__What you need to do__:
Output everything from the line containing "Task: pick out the rounded arch opening." down to the line containing "(1082, 721)", both included, as a two-column CSV with the headers text and answer. Use one row per record and put each value in a quoted field, with line breaks replaced by spaces.

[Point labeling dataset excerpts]
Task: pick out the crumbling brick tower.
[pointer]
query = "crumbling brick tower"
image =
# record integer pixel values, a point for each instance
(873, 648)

...

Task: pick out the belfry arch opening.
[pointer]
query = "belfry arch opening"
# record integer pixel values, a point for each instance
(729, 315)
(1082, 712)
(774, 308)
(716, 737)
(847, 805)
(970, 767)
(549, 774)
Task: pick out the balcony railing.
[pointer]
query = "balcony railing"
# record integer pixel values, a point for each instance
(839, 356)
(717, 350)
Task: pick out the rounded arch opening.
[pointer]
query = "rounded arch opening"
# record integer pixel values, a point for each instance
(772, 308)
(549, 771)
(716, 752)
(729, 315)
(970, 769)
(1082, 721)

__Answer to the task__:
text,answer
"Task: pick out the rounded arch opening. [pointer] query = ""rounded arch opening"" # record integer pixel values, a point for each instance","(772, 308) (549, 771) (716, 752) (729, 315) (970, 769) (1082, 721)"